* EXCERPT
● ● ● ● ●

Setting PUDL_DOCS_KEEP_GENERATED_FILES keeps generated files after the build, which is useful when debugging generated documentation.

Setting PUDL_DOCS_DISABLE_INTERSPHINX disables intersphinx inventory lookups, which can make builds more resilient when external documentation sites are temporarily unavailable.

If you’re just working on a single page and don’t care about the entire set of documents being regenerated and linked together, you can call Sphinx directly:

$ sphinx-build -b html docs docs/_build/html

This will only update any files that have been changed since the last time the documentation was generated.

To view the documentation that’s been output as HTML, you’ll need to open the docs/_build/html/index.html file within the PUDL repository with a web browser. You may also be able to set up automatic previewing of the rendered documentation in your text editor with appropriate plugins.

Note

Some of the documentation files are dynamically generated. We use the sphinx-apidoc utility to generate RST files from the docstrings embedded in our source code, so you should never edit the files under docs/api. If you create a new module, the corresponding documentation file will also need to be checked in to version control.

Similarly the PUDL Data Dictionary is generated dynamically by the pudl.convert.metadata_to_rst script that gets run by Sphinx during the docs build.

pixi run docs-build will build and then delete all generated files via cleanup_rsts and cleanup_csv_dir in docs/conf.py. If you want to preserve them for a one-off build, set PUDL_DOCS_KEEP_GENERATED_FILES=1 in the environment when running docs-build.

● ● ● ● ●

* EXTRACTED RECORDS
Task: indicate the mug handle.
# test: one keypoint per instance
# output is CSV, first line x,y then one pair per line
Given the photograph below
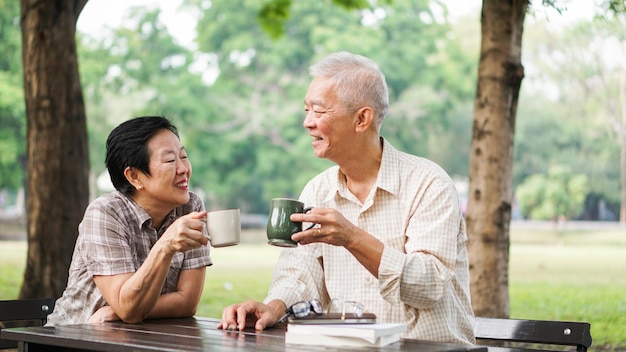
x,y
306,210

● ● ● ● ●

* WHAT YOU NEED TO DO
• a. From the text on building the PUDL documentation, return the passage from "To view the" to "with appropriate plugins.".
• b. Answer these questions from the text on building the PUDL documentation.
(i) Which file do you open in a web browser to view the HTML output?
(ii) Which utility generates RST files from the docstrings in the source code?
(iii) Which script generates the PUDL Data Dictionary during the docs build?
• c. List every file or directory path with a slash in it that the text on building the PUDL documentation mentions.
Answer using only the text on building the PUDL documentation.

* RESULTS FOR EACH TASK
• a.
To view the documentation that’s been output as HTML, you’ll need to open the docs/_build/html/index.html file within the PUDL repository with a web browser. You may also be able to set up automatic previewing of the rendered documentation in your text editor with appropriate plugins.

• b.
(i) docs/_build/html/index.html
(ii) sphinx-apidoc
(iii) pudl.convert.metadata_to_rst

• c.
docs/_build/html
docs/_build/html/index.html
docs/api
docs/conf.py